Exercise: Please return every line of the records below that contains the word "rough".

(Records drawn from a dataset)
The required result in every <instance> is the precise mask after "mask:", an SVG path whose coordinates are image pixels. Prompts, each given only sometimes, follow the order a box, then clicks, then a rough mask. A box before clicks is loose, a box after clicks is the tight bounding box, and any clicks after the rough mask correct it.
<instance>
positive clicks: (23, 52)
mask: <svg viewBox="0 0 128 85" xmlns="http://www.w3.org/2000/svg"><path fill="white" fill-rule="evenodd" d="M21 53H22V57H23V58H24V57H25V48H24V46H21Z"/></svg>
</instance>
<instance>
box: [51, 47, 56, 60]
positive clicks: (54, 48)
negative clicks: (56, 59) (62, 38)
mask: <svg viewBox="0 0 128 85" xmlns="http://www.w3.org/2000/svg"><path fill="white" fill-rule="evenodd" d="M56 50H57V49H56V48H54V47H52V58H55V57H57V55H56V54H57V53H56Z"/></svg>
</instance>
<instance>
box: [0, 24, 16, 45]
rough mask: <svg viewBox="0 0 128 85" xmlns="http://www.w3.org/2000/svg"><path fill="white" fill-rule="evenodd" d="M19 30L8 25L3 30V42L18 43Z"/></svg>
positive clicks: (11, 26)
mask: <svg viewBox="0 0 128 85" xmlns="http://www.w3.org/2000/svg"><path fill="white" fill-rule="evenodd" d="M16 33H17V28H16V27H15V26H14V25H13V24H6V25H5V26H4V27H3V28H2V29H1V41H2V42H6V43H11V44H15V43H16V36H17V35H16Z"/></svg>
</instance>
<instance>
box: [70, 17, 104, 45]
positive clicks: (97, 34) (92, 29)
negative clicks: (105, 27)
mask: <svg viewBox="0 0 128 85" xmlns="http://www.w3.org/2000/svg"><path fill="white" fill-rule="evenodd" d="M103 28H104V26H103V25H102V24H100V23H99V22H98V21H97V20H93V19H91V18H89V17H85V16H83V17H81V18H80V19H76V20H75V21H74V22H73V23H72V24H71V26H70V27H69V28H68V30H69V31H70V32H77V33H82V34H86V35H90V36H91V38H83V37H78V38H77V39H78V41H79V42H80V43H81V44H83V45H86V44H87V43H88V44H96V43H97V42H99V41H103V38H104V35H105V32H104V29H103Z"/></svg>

Result of the exercise:
The required result in every <instance> is the precise mask after "mask:", an SVG path whose coordinates are image pixels. Prompts, each given only sometimes, follow the order a box, then clicks, then a rough mask. A box before clicks is loose, a box after clicks is the tight bounding box, and any clicks after the rough mask correct it.
rough mask: <svg viewBox="0 0 128 85" xmlns="http://www.w3.org/2000/svg"><path fill="white" fill-rule="evenodd" d="M19 30L8 25L3 30V42L18 43Z"/></svg>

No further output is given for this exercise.